* [TEXT SECTION]:
Looking at where to make cuts.
When asked his thoughts on making budgetary cuts, Adam said the first move should be looking at the list of vendors by ARR, vendor spend, and renewal rates to find redundancies and opportunities for saving. However, for many SaaS companies, excess spend is more related to headcount than systems. When it comes to headcount, the decision to make staffing cuts isn’t always straightforward.
“You have to think about the tradeoffs and the opportunity costs of not having those resources in place. We think about the potential degradation to growth that comes with that.”
To make those decisions, it’s vital to have a clear understanding of your demand environment and the way businesses move through the sales funnel.
Building in buffers.
It’s also important to be intentional about where the buffers are in any model. Adam feels that companies often aren’t as mindful of the impact of their buffers as they should be.
“If you can operate with a 5% to 10% buffer in your capacity planning, those are meaningful dollars you can put into the business. We spend a lot of time pressure testing our accuracy and how early we can adjust spend so we can keep the buffers as tight as possible.”
Larger buffers are often the result of uncertainty about the forecast, so having the right tools to monitor activities like spending can help with this process. Adam said that recent years have seen an exciting development, where systems like Airbase have visibility and analytics incorporated directly into the systems of action.
Similarly, as a revenue platform, Clari is able to provide granularity in the data generated regarding revenue generation. He named one example: they’ve discovered that if a sale slips from one quarter to the next, it has just a 60% chance of closing in the next quarter. That level of detail fuels FP&A activities.
When it comes to communicating the data, it’s important to have consistency around terms and metrics. “Sales is always a mix of art and science. It’s impossible in an environment that is changing so quickly to incorporate the nuance of one leader’s calls over another, so you need consistency,” Adam explained.

* [DIRECTIONS]:
(1) In the text on budget cuts and buffers, list the measures by which Adam says the list of vendors should be examined.
(2) Proceed with the text on budget cuts and buffers, picking up after its last sentence.

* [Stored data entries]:

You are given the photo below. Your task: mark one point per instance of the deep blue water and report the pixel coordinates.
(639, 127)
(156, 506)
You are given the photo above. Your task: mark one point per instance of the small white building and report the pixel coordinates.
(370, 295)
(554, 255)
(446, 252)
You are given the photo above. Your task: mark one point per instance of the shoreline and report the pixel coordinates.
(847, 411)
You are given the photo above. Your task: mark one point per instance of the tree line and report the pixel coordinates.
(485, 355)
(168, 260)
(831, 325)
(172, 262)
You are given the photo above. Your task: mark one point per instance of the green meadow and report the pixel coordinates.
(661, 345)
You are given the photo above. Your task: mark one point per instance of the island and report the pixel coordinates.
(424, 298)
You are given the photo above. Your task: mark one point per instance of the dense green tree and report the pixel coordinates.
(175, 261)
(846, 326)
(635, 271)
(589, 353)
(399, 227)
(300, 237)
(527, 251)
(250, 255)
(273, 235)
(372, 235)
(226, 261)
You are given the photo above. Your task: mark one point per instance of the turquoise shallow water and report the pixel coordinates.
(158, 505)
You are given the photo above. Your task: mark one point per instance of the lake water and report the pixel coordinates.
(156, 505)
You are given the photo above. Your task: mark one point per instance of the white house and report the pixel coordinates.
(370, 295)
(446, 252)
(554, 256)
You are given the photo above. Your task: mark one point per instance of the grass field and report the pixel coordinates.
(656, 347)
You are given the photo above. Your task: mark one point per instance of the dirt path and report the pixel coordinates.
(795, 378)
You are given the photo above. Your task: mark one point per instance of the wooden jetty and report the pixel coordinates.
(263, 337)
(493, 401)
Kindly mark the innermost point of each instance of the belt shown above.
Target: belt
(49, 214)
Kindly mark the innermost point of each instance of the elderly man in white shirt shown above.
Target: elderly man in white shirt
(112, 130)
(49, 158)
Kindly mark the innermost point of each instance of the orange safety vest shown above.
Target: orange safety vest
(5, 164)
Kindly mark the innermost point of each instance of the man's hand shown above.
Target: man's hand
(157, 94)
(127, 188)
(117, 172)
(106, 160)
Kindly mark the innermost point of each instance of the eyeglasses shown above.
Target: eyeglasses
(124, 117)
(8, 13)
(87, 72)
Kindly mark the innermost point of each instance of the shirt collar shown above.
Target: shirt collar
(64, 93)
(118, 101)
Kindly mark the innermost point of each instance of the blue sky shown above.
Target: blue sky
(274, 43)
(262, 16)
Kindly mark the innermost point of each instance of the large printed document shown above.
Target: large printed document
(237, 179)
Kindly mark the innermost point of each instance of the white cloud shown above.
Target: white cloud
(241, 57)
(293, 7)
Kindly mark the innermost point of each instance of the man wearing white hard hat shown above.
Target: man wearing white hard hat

* [RESPONSES IN ORDER]:
(1) ARR, vendor spend, renewal rates

(2)
Easy access to the right data is particularly important because, in this environment, timelines should be tightened. Adam pointed to the importance of fast feedback loops, rapid time to value, and timely communication between R&D and GMT teams so products can respond quickly to changes in demand.
Runway vs. funding growth.
As VC capital becomes more difficult to access, finance leaders may have to shift their focus. Adam feels Clari is fortunate to have received a solid funding round before the downturn, so now it’s more about being good stewards of the capital and being prudent with what they have.
For companies who are seeking more funding in the near future, he encourages a conservative approach. “It’s going to be a while before the balance of power shifts back to companies in fundraising.”
That applies not only to spending conservatively, but also keeping expectations around fundraising realistic. “It’s completely natural and good practice to pull in your investment horizons in this period of uncertainty. Maybe sacrifice a bit of return on the investment in order to have things pay off a bit earlier,” he said.
That represents a shift from the “growth at all costs” mindset of the last couple of years. Adam advised that it’s time to go back to basic metrics like LTV:CAC, unit economics, and burn multiples when thinking about the success of your company.
Emerging stronger from a slowdown.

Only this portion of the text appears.